__Given task__
Exactly as given, repeat all of the entries.

__Raw data__
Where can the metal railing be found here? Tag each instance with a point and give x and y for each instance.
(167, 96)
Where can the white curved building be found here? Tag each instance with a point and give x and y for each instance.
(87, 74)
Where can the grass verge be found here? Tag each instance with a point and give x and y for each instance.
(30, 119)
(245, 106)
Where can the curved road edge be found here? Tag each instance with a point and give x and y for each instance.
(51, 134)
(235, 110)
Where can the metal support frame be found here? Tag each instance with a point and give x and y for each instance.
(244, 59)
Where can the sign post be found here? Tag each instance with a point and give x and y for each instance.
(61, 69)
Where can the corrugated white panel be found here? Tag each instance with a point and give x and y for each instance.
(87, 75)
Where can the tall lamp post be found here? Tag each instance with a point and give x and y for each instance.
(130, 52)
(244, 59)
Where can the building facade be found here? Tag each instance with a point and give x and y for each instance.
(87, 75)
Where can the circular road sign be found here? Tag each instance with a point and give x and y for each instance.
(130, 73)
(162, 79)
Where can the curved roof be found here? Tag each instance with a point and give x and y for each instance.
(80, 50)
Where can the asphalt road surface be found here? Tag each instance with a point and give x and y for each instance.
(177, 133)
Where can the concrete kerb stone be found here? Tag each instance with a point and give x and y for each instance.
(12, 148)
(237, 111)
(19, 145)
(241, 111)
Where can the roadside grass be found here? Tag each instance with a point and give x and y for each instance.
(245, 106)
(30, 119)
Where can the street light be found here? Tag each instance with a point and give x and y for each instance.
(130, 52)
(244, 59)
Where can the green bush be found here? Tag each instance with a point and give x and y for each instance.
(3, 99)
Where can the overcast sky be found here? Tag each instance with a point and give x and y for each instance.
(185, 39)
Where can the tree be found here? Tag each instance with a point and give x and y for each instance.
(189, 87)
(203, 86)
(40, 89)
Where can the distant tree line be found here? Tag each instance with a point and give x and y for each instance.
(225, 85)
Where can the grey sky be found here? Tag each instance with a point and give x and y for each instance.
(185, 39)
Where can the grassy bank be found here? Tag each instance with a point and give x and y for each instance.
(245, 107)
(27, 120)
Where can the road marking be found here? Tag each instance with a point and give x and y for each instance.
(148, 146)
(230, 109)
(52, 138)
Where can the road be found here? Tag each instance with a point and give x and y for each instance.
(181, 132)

__Exercise result__
Where can the metal railing be found here? Tag each instance with a point and give x and y for each instance.
(167, 96)
Where can the white curved building be found here? Tag each instance with a point and give x and y for each instance.
(87, 74)
Where can the grass verge be found here? Tag each instance with a point and give x and y for each instance.
(30, 119)
(245, 106)
Where can the curved road edge be found here? Tag each instance with a point and give x and y for each instance.
(51, 134)
(235, 110)
Where can the metal support frame be found here? Tag each instance with a point and give x and y for each instance.
(244, 59)
Where can the sign post be found here? Tag each instance with a point and give x and y for each instance.
(61, 69)
Where can the corrugated white panel be found here? Tag each instance with a point and give x and y for each instance.
(87, 75)
Where can the tall lamp post be found here? Tag each instance with a point and give x and y for each instance.
(130, 52)
(244, 59)
Where can the building facade be found here? Tag each instance with a point and give x and y for each instance.
(87, 75)
Where can the circular road sign be found here? Tag each instance with a point and give x and y for each instance.
(130, 73)
(162, 79)
Where can the curved roof be found here? Tag each instance with a point and give x and y for each instance.
(80, 50)
Where can the asphalt road surface be found here? Tag each instance with a point and give x and y for each instance.
(177, 133)
Where can the concrete kerb stone be found here? Tag each instance with a point and give x and y for each instance.
(12, 148)
(237, 111)
(19, 145)
(241, 111)
Where can the roadside grass be found here? Tag each instance with a point and give x and y for each instance.
(245, 106)
(30, 119)
Where can the street light be found here? Tag each instance with a point and give x and y for each instance.
(130, 52)
(244, 59)
Where can the green bush be found here? Tag each instance with a point and give x and y for each instance.
(3, 99)
Where can the overcast sky be found here? Tag each instance with a point and give x and y for each instance.
(185, 39)
Where can the tree be found here? Tag each instance with a point and give x and y for each instance.
(189, 87)
(203, 86)
(40, 89)
Where can the distant tree line be found here? Tag each instance with a point and give x and y for each instance.
(225, 85)
Where can the grey sky be found here? Tag each instance with a point and give x and y for each instance.
(185, 39)
Where can the grassy bank be found here? Tag each instance with a point and give x and y for each instance.
(245, 107)
(27, 120)
Where can the road marking be found here? Tag each instance with a point and give x and y for each instance.
(148, 146)
(230, 109)
(52, 138)
Where can the road be found here? Tag each instance with a point and give x and y for each instance.
(181, 132)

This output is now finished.